:: Exercise requirements ::
Copy the lines between the one holding "--target female dentist" and the one holding "97 127 L 89", inclusive, reproducing each character unchanged.

:: Data section ::
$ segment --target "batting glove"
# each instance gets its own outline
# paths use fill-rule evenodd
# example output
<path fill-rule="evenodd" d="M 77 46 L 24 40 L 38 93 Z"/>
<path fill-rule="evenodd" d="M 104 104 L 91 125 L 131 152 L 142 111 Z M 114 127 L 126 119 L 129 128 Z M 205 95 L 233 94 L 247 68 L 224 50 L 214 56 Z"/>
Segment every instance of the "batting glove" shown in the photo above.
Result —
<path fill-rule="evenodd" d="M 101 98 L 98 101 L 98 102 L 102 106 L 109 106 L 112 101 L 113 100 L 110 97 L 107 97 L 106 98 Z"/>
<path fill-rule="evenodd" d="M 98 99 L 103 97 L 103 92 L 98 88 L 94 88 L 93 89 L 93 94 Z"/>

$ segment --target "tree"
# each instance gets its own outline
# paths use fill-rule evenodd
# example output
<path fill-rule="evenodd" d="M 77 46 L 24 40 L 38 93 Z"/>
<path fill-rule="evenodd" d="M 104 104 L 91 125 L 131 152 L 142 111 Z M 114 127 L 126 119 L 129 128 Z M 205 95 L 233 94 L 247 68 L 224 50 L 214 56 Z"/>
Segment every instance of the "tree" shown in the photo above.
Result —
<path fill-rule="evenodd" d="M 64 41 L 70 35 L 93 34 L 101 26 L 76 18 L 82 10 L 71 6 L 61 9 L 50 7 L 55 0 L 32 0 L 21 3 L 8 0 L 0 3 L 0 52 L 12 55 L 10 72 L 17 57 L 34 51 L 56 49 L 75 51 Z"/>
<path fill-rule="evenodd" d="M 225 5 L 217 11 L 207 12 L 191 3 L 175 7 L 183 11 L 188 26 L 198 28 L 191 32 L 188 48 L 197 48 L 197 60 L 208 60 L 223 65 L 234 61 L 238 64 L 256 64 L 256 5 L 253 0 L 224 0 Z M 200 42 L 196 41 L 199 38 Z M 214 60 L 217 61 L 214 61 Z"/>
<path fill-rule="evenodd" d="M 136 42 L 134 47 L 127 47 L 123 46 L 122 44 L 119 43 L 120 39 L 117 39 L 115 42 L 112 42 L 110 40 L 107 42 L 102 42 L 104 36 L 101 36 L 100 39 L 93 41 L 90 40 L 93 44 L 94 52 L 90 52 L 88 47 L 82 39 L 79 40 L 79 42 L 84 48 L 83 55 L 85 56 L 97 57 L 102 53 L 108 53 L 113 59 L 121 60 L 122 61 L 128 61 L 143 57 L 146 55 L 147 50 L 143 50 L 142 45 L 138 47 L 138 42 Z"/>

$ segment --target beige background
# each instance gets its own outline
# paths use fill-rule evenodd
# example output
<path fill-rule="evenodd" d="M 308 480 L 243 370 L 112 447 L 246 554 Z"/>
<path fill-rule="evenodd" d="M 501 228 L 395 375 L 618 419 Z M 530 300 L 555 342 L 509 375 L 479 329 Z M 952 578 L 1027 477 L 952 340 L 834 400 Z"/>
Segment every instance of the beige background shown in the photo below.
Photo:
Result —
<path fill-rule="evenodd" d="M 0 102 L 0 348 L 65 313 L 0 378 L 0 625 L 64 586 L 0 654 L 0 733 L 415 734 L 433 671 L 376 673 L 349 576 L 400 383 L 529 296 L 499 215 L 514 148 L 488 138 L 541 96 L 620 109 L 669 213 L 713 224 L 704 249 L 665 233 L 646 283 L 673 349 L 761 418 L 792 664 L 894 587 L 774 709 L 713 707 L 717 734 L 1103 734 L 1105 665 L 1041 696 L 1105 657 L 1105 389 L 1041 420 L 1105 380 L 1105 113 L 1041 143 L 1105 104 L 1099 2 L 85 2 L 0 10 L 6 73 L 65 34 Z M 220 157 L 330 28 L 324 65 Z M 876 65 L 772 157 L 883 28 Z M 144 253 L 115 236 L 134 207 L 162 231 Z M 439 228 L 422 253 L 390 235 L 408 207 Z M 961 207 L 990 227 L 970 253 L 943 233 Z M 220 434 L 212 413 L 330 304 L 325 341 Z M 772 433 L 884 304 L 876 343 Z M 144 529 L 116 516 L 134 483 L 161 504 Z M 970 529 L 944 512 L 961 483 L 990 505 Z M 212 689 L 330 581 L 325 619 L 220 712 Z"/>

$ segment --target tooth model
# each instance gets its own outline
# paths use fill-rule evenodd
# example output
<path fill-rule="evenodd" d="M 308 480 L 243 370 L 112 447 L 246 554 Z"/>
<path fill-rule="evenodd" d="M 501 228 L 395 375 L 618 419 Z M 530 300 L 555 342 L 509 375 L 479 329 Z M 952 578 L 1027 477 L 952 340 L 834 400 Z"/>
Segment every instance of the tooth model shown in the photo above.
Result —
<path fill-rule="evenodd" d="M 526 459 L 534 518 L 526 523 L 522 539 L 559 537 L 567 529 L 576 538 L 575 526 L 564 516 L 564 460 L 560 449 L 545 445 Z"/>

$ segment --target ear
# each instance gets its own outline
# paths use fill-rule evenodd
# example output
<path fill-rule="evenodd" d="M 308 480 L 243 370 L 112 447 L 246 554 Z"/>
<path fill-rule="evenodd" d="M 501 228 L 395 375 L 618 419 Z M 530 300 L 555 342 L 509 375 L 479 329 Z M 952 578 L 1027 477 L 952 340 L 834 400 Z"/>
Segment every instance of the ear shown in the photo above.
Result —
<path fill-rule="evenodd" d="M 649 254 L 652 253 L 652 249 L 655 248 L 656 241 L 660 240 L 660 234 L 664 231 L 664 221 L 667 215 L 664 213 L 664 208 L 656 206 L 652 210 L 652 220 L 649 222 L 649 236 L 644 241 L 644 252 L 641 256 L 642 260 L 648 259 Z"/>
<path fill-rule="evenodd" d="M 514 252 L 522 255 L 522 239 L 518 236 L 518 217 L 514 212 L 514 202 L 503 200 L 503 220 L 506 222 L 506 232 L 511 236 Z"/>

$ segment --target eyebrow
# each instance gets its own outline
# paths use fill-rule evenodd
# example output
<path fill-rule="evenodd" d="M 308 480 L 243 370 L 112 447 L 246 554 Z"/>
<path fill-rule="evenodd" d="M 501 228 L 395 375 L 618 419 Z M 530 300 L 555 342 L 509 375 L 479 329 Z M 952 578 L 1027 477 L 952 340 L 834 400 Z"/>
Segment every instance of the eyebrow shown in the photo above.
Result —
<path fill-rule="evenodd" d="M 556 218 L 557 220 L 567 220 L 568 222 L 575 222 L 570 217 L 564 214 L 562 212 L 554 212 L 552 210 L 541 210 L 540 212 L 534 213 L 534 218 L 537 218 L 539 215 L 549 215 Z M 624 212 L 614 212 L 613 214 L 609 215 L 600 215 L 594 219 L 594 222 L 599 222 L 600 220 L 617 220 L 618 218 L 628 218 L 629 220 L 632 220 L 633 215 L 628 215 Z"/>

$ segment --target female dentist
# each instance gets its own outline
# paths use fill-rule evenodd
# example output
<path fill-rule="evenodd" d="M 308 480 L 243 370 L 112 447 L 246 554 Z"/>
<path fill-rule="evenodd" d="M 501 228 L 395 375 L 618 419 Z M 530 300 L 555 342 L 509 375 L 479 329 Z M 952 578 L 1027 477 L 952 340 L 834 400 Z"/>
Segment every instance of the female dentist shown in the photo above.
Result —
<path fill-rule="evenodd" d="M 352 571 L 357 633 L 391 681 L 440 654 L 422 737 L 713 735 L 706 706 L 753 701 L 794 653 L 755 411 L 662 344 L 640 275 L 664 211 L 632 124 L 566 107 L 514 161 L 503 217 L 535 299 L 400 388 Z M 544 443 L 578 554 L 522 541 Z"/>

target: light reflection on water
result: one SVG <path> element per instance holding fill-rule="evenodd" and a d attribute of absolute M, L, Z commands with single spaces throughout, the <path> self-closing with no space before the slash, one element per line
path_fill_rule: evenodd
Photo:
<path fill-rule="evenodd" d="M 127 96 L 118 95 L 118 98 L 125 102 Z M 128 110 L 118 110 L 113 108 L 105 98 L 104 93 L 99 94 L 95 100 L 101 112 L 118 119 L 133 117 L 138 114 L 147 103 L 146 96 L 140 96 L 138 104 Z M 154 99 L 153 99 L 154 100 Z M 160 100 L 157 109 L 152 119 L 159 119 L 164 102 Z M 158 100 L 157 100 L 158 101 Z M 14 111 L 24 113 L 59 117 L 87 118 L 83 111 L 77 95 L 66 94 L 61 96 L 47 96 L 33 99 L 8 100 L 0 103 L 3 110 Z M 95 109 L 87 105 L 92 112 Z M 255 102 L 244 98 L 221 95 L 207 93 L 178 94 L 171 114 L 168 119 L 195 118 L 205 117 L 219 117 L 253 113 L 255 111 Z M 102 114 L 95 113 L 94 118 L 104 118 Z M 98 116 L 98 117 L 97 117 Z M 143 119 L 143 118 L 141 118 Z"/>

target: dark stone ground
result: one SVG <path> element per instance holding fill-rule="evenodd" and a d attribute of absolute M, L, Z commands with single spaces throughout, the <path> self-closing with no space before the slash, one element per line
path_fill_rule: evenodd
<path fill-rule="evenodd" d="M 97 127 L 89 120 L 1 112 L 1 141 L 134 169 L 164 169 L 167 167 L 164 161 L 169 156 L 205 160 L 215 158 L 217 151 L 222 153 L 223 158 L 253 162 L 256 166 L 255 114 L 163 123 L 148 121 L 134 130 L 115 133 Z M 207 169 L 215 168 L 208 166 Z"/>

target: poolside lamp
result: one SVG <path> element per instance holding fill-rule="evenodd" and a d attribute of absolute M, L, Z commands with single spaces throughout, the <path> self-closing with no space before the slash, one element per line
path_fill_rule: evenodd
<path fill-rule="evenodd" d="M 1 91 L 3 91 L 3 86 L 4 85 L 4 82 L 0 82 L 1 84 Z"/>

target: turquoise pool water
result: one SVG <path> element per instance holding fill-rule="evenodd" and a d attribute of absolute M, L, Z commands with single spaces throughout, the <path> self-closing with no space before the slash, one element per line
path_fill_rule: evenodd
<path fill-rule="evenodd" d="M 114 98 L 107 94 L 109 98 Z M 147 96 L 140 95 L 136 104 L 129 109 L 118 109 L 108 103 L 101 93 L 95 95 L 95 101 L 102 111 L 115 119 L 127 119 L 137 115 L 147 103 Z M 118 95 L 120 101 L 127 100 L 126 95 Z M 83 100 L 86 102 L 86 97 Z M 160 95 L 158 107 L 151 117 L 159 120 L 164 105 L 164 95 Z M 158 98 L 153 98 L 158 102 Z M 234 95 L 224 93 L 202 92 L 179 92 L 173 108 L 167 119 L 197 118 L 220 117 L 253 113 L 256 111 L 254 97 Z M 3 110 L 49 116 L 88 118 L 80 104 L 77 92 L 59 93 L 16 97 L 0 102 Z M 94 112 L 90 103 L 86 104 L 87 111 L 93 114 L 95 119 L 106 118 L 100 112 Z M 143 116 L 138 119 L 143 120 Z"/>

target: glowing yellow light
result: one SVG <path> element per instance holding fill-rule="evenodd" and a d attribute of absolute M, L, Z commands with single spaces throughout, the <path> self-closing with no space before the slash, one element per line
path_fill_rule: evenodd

:: Answer to the problem ::
$ segment --target female dentist
# each instance gets its own outline
# paths use fill-rule evenodd
# example output
<path fill-rule="evenodd" d="M 308 480 L 243 370 L 112 447 L 246 554 Z"/>
<path fill-rule="evenodd" d="M 501 228 L 395 375 L 618 419 Z M 530 300 L 555 342 L 509 375 L 479 329 Z M 952 578 L 1027 477 L 952 340 L 834 400 Z"/>
Segment every instance of the female dentist shown in the photo above.
Result —
<path fill-rule="evenodd" d="M 352 571 L 357 633 L 391 681 L 440 654 L 422 737 L 713 735 L 706 706 L 753 701 L 794 653 L 755 411 L 662 344 L 640 275 L 664 211 L 632 124 L 566 107 L 514 161 L 503 217 L 535 299 L 400 388 Z M 544 443 L 578 554 L 522 541 Z"/>

target: light reflection on water
result: one SVG <path> element per instance holding fill-rule="evenodd" and a d attribute of absolute M, L, Z commands with single spaces throughout, the <path> self-closing with no space before the slash, one element per line
path_fill_rule: evenodd
Photo:
<path fill-rule="evenodd" d="M 127 96 L 118 95 L 118 98 L 125 102 Z M 128 110 L 118 110 L 113 108 L 105 98 L 104 93 L 99 94 L 95 100 L 101 112 L 118 119 L 133 117 L 138 114 L 147 103 L 146 96 L 140 96 L 138 104 Z M 154 99 L 153 99 L 154 100 Z M 160 100 L 157 109 L 152 119 L 159 119 L 164 102 Z M 158 100 L 157 100 L 158 101 Z M 14 111 L 24 113 L 59 117 L 87 118 L 83 111 L 77 95 L 66 94 L 61 96 L 47 96 L 33 99 L 8 100 L 0 103 L 3 110 Z M 95 109 L 87 105 L 92 112 Z M 255 102 L 244 98 L 221 95 L 207 93 L 178 94 L 171 114 L 168 119 L 195 118 L 205 117 L 219 117 L 253 113 L 255 111 Z M 102 114 L 95 113 L 94 118 L 104 118 Z M 98 116 L 98 117 L 97 117 Z M 143 119 L 143 118 L 141 118 Z"/>

target: dark stone ground
result: one SVG <path> element per instance holding fill-rule="evenodd" and a d attribute of absolute M, L, Z commands with single spaces throughout, the <path> self-closing with no space before the slash, one element per line
path_fill_rule: evenodd
<path fill-rule="evenodd" d="M 97 127 L 89 120 L 1 112 L 1 141 L 134 169 L 164 169 L 167 167 L 164 161 L 169 156 L 205 160 L 215 158 L 217 151 L 222 153 L 223 158 L 253 162 L 256 166 L 255 114 L 163 123 L 148 121 L 134 130 L 115 133 Z M 207 169 L 215 168 L 208 166 Z"/>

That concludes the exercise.